WORK TO COMPLETE: Reproduce each of the following items line for line, with no changes.

======== RECORD SET

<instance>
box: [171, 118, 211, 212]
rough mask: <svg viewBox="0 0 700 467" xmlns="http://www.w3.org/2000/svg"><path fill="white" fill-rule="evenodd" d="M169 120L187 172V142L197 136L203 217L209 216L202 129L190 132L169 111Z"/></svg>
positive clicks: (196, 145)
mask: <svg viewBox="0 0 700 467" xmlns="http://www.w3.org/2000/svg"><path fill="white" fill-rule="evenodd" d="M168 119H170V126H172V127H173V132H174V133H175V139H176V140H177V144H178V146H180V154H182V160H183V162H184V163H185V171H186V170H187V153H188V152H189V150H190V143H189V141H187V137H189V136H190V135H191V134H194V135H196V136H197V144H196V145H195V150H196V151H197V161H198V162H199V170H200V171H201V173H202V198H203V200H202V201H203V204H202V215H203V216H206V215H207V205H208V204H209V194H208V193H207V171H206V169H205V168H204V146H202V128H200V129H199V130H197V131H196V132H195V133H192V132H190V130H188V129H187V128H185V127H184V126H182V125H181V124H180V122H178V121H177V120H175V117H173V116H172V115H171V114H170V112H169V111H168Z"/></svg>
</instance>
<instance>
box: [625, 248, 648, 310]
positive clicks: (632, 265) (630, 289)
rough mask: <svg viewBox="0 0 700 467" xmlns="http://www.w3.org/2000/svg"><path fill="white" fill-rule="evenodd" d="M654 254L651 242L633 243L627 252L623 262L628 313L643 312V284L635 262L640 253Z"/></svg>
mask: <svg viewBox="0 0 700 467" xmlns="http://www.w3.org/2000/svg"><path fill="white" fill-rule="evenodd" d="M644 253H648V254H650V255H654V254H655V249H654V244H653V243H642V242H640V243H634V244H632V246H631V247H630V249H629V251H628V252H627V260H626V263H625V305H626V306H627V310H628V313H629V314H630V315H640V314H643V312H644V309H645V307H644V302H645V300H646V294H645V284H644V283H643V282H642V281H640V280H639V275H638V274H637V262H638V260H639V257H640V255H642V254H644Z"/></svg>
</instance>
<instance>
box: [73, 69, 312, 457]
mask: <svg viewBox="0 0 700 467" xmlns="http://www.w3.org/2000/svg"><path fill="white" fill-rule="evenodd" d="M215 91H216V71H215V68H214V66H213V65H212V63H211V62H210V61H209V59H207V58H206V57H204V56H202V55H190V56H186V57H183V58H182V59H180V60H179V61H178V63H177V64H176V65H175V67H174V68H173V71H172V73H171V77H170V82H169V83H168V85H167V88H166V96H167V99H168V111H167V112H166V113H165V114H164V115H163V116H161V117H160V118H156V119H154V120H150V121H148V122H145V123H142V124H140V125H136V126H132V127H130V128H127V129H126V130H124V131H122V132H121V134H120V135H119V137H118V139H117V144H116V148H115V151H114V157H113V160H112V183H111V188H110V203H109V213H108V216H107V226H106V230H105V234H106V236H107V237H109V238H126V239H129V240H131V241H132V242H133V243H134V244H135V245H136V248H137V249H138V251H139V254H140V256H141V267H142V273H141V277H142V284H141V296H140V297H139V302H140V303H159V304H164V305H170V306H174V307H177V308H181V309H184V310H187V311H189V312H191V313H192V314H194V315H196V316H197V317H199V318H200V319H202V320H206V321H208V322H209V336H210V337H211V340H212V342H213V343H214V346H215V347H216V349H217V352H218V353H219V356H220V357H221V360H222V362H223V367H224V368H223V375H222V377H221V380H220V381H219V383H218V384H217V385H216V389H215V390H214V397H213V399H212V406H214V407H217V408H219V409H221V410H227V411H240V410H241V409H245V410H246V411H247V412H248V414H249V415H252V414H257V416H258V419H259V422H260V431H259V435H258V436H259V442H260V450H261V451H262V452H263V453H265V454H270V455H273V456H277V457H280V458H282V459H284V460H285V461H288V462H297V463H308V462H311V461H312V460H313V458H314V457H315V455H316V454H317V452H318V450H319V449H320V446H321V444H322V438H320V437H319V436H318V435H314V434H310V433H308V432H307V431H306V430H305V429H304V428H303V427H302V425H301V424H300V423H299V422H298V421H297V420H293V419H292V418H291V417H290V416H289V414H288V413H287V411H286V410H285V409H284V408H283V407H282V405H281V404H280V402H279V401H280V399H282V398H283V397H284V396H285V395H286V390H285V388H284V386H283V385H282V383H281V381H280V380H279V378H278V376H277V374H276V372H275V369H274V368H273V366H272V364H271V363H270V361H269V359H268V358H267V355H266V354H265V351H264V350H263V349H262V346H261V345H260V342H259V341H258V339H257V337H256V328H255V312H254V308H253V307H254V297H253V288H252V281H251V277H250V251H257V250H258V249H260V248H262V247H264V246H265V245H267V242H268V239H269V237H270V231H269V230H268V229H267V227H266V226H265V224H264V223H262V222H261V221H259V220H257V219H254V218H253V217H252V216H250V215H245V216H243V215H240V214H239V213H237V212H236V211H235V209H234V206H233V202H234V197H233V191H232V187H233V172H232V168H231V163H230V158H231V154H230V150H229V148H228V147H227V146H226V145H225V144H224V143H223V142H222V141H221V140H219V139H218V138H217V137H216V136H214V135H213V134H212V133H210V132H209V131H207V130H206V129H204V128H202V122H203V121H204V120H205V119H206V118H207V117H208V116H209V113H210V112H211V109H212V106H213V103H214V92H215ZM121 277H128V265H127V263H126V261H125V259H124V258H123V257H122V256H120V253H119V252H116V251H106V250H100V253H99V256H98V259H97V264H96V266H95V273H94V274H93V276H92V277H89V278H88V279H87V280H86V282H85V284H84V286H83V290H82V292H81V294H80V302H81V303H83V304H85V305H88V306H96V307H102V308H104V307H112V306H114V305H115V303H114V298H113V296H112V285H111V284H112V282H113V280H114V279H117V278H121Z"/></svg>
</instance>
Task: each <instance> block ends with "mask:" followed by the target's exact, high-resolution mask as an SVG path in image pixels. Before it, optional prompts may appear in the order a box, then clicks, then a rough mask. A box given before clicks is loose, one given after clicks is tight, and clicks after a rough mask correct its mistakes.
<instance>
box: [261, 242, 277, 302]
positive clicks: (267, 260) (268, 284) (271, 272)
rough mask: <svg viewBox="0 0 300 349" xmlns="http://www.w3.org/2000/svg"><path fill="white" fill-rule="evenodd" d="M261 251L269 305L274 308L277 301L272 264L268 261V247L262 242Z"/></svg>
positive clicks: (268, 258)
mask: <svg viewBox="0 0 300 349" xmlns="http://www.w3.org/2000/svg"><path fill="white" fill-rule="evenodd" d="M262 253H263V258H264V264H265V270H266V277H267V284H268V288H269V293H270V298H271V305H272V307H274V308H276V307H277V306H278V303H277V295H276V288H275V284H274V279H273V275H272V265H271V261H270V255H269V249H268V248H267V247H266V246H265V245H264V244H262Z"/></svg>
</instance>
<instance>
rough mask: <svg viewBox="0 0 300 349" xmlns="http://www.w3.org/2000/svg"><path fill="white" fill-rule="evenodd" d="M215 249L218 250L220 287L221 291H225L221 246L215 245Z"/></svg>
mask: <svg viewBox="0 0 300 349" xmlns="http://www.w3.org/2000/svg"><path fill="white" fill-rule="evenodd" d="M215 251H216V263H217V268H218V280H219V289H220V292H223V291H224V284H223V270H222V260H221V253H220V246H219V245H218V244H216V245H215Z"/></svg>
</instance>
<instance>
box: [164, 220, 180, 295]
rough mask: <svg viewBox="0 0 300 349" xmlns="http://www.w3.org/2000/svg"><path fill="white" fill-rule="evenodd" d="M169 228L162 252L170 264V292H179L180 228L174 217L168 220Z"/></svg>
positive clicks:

================

WRITTEN REPLY:
<instance>
box: [171, 118, 211, 212]
rough mask: <svg viewBox="0 0 700 467" xmlns="http://www.w3.org/2000/svg"><path fill="white" fill-rule="evenodd" d="M169 120L187 172V142L197 136L203 217L209 216L202 129L190 132L169 111Z"/></svg>
positive clicks: (196, 145)
mask: <svg viewBox="0 0 700 467" xmlns="http://www.w3.org/2000/svg"><path fill="white" fill-rule="evenodd" d="M168 119H170V126H172V127H173V132H174V133H175V139H176V140H177V144H178V146H180V154H182V160H183V162H184V163H185V171H186V170H187V153H188V152H189V150H190V143H189V141H187V137H189V136H190V135H191V134H194V135H196V136H197V144H196V145H195V150H196V151H197V161H198V162H199V170H200V171H201V173H202V198H203V200H202V201H203V204H202V215H203V216H206V215H207V205H208V204H209V194H208V193H207V171H206V169H205V168H204V146H202V128H200V129H199V130H197V131H196V132H195V133H192V132H190V130H188V129H187V128H185V127H184V126H182V125H181V124H180V122H178V121H177V120H175V117H173V116H172V115H171V114H170V112H169V111H168Z"/></svg>
</instance>
<instance>
box: [625, 248, 648, 310]
positive clicks: (632, 265) (630, 289)
rough mask: <svg viewBox="0 0 700 467" xmlns="http://www.w3.org/2000/svg"><path fill="white" fill-rule="evenodd" d="M654 254L651 242L633 243L627 252L623 262L628 313L643 312V284L635 262L640 253Z"/></svg>
mask: <svg viewBox="0 0 700 467" xmlns="http://www.w3.org/2000/svg"><path fill="white" fill-rule="evenodd" d="M644 253H648V254H650V255H654V254H655V249H654V244H653V243H642V242H640V243H634V244H632V246H631V247H630V249H629V251H628V252H627V260H626V263H625V305H626V306H627V310H628V313H629V314H630V315H640V314H643V312H644V309H645V307H644V302H645V300H646V294H645V284H644V283H643V282H642V281H640V280H639V275H638V274H637V262H638V260H639V257H640V255H642V254H644Z"/></svg>
</instance>
<instance>
box: [73, 69, 312, 457]
mask: <svg viewBox="0 0 700 467" xmlns="http://www.w3.org/2000/svg"><path fill="white" fill-rule="evenodd" d="M215 91H216V71H215V68H214V66H213V65H212V63H211V62H210V61H209V59H207V58H206V57H204V56H202V55H190V56H186V57H183V58H182V59H180V60H179V61H178V63H177V64H176V65H175V67H174V68H173V71H172V73H171V77H170V82H169V83H168V85H167V88H166V96H167V99H168V111H167V112H166V113H165V114H164V115H163V116H161V117H160V118H156V119H154V120H150V121H148V122H145V123H142V124H140V125H136V126H132V127H130V128H127V129H126V130H124V131H122V132H121V134H120V135H119V137H118V139H117V144H116V148H115V151H114V157H113V160H112V183H111V188H110V203H109V213H108V216H107V226H106V230H105V234H106V236H107V237H109V238H126V239H129V240H131V241H132V242H133V243H134V244H135V245H136V248H137V249H138V251H139V254H140V256H141V267H142V273H141V277H142V284H141V296H140V297H139V302H140V303H159V304H164V305H170V306H174V307H177V308H181V309H184V310H187V311H189V312H191V313H192V314H194V315H196V316H197V317H199V318H200V319H202V320H206V321H208V322H209V336H210V337H211V340H212V342H213V343H214V346H215V347H216V349H217V352H218V353H219V356H220V357H221V360H222V362H223V367H224V368H223V375H222V377H221V380H220V381H219V383H218V384H217V385H216V389H215V390H214V397H213V399H212V406H214V407H217V408H219V409H221V410H227V411H240V410H241V409H245V410H246V411H247V412H248V414H249V415H252V414H257V416H258V419H259V422H260V431H259V435H258V436H259V442H260V450H261V451H262V452H263V453H265V454H270V455H273V456H277V457H280V458H282V459H284V460H285V461H288V462H297V463H308V462H311V461H312V460H313V458H314V457H315V455H316V454H317V452H318V450H319V449H320V446H321V444H322V438H320V437H319V436H318V435H314V434H310V433H308V432H307V431H306V430H305V429H304V428H303V427H302V425H301V424H300V423H299V422H298V421H297V420H293V419H292V418H291V417H290V416H289V414H288V413H287V411H286V410H285V409H284V408H283V407H282V405H281V404H280V402H279V401H280V399H282V398H283V397H284V396H285V395H286V390H285V388H284V386H283V385H282V383H281V381H280V380H279V378H278V376H277V374H276V372H275V369H274V368H273V366H272V364H271V363H270V361H269V359H268V358H267V355H266V354H265V351H264V350H263V349H262V346H261V345H260V342H259V341H258V339H257V337H256V328H255V312H254V308H253V307H254V297H253V288H252V281H251V277H250V251H257V250H258V249H260V248H262V247H264V246H265V245H267V242H268V239H269V237H270V231H269V230H268V229H267V227H266V226H265V224H264V223H262V222H261V221H259V220H257V219H254V218H253V217H252V216H250V215H245V216H243V215H240V214H239V213H237V212H236V211H235V209H234V206H233V202H234V197H233V191H232V187H233V172H232V168H231V163H230V158H231V154H230V150H229V148H228V147H227V146H226V145H225V144H224V143H223V142H222V141H221V140H219V139H218V138H217V137H216V136H214V135H213V134H212V133H210V132H209V131H207V130H206V129H204V128H202V122H203V121H204V120H205V119H206V118H207V117H208V116H209V113H210V112H211V109H212V106H213V103H214V92H215ZM121 277H128V265H127V263H126V261H125V259H124V258H123V257H122V256H120V253H119V252H116V251H106V250H100V253H99V256H98V259H97V264H96V266H95V273H94V274H93V276H92V277H89V278H88V279H87V280H86V282H85V284H84V286H83V290H82V292H81V294H80V302H81V303H83V304H85V305H88V306H96V307H102V308H104V307H112V306H114V305H115V303H114V298H113V296H112V285H111V284H112V282H113V280H114V279H117V278H121Z"/></svg>
</instance>
Task: each <instance> block ends with "mask:" followed by the target's exact, high-resolution mask as an SVG path in image pixels. Before it, optional prompts may appear in the order a box, then clicks, then a rough mask. A box given before clicks is loose, one given after clicks is tight, and clicks after a rough mask correct its mistakes.
<instance>
box: [261, 242, 277, 302]
positive clicks: (267, 260) (268, 284) (271, 272)
rough mask: <svg viewBox="0 0 300 349" xmlns="http://www.w3.org/2000/svg"><path fill="white" fill-rule="evenodd" d="M261 251L269 305L274 308L277 301L272 264L268 261V247L262 242Z"/></svg>
positive clicks: (268, 258)
mask: <svg viewBox="0 0 300 349" xmlns="http://www.w3.org/2000/svg"><path fill="white" fill-rule="evenodd" d="M262 253H263V258H264V264H265V270H266V277H267V284H268V288H269V293H270V298H271V305H272V307H274V308H276V307H277V306H278V303H277V295H276V288H275V284H274V279H273V275H272V265H271V261H270V255H269V249H268V248H267V247H266V246H265V245H264V244H262Z"/></svg>
</instance>
<instance>
rough mask: <svg viewBox="0 0 300 349" xmlns="http://www.w3.org/2000/svg"><path fill="white" fill-rule="evenodd" d="M215 249L218 250L220 287L221 291H225L221 246L215 245Z"/></svg>
mask: <svg viewBox="0 0 300 349" xmlns="http://www.w3.org/2000/svg"><path fill="white" fill-rule="evenodd" d="M215 251H216V263H217V268H218V280H219V289H220V292H223V291H224V284H223V270H222V260H221V253H220V246H219V245H218V244H216V245H215Z"/></svg>
</instance>
<instance>
box: [164, 220, 180, 295]
rough mask: <svg viewBox="0 0 300 349" xmlns="http://www.w3.org/2000/svg"><path fill="white" fill-rule="evenodd" d="M169 228L162 252L170 264V292H179L180 228L174 217L168 220Z"/></svg>
positive clicks:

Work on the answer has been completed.